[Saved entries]

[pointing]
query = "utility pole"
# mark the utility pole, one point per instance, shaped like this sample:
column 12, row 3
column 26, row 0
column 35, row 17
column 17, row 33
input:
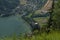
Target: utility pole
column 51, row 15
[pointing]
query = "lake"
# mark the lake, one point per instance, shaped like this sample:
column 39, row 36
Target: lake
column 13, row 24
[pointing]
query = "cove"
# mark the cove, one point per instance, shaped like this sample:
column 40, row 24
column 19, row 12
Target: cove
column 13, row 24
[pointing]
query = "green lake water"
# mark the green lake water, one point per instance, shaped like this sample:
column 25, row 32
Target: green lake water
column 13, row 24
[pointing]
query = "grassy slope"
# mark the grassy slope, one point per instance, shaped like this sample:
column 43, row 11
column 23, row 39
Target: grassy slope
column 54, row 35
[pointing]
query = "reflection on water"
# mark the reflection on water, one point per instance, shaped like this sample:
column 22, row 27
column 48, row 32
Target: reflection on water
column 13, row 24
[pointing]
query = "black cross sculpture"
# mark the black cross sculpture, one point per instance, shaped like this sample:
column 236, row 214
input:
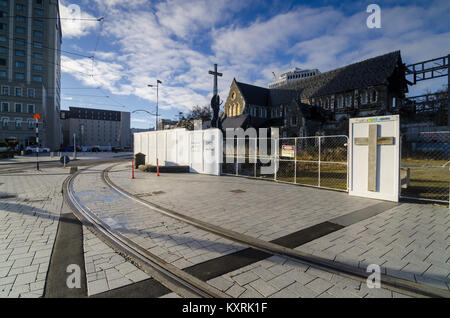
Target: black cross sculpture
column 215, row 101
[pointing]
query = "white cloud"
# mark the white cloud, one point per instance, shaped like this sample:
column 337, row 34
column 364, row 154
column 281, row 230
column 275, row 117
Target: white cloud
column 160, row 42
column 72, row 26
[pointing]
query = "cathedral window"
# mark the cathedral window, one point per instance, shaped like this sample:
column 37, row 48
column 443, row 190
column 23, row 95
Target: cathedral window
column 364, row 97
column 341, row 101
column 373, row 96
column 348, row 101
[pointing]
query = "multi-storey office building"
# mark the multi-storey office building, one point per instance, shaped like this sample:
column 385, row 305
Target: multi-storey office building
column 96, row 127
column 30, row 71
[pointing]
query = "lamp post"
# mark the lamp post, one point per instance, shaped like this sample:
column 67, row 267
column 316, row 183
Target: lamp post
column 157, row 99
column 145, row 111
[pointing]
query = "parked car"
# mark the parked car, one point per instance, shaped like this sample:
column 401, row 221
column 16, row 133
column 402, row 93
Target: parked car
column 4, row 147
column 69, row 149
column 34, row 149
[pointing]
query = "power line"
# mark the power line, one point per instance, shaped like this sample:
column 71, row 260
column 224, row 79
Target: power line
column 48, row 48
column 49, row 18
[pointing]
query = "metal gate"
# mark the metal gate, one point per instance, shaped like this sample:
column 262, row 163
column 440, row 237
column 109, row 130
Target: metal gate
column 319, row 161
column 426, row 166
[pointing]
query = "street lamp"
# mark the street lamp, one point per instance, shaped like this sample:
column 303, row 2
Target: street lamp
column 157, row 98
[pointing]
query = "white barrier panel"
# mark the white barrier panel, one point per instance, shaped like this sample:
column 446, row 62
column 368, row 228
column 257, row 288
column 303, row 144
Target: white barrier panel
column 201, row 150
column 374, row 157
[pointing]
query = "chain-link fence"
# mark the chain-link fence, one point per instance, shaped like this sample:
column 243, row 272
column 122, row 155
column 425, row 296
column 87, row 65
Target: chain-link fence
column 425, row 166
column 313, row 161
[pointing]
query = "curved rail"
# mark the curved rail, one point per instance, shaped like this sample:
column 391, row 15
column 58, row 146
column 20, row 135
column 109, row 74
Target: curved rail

...

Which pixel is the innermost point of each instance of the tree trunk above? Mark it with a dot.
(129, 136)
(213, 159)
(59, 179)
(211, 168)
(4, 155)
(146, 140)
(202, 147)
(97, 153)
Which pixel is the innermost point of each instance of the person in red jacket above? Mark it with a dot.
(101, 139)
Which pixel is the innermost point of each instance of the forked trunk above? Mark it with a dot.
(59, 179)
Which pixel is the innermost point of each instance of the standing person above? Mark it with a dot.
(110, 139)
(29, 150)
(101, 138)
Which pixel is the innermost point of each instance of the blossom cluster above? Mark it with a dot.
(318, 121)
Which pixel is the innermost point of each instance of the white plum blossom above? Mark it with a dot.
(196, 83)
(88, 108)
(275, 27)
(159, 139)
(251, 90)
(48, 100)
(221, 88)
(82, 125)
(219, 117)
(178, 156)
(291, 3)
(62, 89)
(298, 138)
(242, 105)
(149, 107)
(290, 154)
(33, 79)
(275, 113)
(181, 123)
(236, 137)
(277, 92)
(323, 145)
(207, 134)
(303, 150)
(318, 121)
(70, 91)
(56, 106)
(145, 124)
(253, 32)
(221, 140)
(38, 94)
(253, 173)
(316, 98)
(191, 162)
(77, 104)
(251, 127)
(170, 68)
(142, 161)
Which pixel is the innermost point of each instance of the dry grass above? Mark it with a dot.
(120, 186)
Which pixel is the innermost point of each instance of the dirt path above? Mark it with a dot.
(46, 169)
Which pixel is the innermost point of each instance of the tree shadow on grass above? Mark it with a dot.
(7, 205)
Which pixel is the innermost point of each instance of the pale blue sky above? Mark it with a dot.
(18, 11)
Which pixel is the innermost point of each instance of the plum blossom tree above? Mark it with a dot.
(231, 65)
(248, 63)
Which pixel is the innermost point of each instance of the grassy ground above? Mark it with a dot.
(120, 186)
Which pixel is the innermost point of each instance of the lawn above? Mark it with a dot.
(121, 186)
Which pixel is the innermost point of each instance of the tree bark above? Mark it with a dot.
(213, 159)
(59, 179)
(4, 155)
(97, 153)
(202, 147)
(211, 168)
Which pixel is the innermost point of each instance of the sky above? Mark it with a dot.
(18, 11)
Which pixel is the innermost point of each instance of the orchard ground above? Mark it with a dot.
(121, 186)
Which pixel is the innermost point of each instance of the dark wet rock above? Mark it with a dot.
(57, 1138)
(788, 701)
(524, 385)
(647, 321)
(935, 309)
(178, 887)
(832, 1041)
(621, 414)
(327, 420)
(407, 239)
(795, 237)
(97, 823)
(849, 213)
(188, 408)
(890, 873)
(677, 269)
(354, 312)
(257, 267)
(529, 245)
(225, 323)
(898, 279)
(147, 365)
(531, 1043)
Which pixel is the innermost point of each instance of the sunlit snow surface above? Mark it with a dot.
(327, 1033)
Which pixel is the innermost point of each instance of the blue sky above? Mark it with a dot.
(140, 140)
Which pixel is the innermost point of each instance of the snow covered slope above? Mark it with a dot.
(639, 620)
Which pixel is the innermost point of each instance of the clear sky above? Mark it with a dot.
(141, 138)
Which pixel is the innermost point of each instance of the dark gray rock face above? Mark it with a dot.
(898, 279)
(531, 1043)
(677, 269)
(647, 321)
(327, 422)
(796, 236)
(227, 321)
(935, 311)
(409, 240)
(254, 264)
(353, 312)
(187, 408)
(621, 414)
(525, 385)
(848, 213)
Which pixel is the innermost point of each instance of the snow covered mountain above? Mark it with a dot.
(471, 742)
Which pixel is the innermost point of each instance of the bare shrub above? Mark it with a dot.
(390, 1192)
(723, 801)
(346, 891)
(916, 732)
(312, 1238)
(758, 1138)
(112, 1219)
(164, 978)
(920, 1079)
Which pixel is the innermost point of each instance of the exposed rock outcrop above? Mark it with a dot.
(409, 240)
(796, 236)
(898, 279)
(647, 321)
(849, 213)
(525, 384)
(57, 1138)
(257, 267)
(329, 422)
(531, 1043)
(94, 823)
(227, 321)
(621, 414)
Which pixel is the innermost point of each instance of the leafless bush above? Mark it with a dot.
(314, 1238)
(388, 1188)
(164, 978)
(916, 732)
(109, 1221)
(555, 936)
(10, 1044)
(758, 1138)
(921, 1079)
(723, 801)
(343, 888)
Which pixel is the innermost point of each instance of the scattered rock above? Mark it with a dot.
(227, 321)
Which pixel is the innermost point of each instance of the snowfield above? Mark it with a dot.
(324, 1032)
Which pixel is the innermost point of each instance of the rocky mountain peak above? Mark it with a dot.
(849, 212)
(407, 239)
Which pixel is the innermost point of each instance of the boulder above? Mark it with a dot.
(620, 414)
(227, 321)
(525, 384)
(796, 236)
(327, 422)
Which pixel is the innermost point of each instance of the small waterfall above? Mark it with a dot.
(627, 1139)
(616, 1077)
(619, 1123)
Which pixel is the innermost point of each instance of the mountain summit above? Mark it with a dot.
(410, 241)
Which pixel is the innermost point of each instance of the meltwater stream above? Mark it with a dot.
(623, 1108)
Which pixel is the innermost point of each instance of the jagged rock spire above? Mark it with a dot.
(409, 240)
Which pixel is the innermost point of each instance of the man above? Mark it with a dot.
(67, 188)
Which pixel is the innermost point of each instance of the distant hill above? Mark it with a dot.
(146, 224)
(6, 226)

...

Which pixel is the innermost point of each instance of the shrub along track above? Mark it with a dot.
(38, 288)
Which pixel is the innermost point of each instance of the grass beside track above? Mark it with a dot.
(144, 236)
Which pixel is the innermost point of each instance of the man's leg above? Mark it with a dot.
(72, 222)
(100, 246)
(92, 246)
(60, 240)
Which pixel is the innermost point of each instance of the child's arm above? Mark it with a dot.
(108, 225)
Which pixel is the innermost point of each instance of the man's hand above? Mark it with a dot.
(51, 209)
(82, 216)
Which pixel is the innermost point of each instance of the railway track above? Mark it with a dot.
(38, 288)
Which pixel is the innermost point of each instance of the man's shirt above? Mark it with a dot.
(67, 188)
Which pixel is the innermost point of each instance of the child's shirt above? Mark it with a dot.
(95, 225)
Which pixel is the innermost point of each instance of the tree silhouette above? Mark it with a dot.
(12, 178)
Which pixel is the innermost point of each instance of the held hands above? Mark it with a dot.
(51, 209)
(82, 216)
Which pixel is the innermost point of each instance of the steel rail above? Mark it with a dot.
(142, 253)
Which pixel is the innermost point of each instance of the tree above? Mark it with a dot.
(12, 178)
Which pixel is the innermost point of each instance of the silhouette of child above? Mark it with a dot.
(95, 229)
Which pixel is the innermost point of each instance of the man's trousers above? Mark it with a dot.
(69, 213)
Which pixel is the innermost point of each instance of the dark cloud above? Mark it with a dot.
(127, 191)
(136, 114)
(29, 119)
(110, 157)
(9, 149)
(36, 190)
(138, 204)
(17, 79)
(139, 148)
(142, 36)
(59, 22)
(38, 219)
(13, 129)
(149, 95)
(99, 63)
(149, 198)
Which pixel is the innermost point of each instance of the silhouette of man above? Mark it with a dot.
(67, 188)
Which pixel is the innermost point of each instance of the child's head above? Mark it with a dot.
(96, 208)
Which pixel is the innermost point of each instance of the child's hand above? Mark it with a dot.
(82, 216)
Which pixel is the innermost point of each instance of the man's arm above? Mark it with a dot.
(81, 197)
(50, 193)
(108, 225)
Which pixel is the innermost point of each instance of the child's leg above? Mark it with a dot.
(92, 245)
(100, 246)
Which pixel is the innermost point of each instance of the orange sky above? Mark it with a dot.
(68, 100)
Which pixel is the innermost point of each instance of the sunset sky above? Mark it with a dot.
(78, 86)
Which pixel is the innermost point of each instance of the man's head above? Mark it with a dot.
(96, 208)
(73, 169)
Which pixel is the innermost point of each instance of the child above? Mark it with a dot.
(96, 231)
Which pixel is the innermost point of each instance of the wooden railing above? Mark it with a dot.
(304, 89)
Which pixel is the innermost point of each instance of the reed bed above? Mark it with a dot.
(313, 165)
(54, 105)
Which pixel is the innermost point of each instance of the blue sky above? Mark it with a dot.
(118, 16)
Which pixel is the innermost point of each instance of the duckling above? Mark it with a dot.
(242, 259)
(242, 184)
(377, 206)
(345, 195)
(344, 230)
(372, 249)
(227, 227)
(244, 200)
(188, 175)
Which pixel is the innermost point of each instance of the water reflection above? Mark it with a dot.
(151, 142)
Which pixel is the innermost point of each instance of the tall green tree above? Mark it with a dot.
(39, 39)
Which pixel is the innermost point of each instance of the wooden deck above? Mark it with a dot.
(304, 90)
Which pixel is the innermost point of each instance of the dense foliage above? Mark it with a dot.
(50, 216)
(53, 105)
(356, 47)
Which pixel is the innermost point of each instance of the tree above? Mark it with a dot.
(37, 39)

• **Work to be completed**
Wherever the word "curved" turns up in the records above, copy the line that holds it.

• **Answer to this exercise**
query = "curved rail"
# mark the curved rail, one point per instance, shaped like this sample:
Target: curved rail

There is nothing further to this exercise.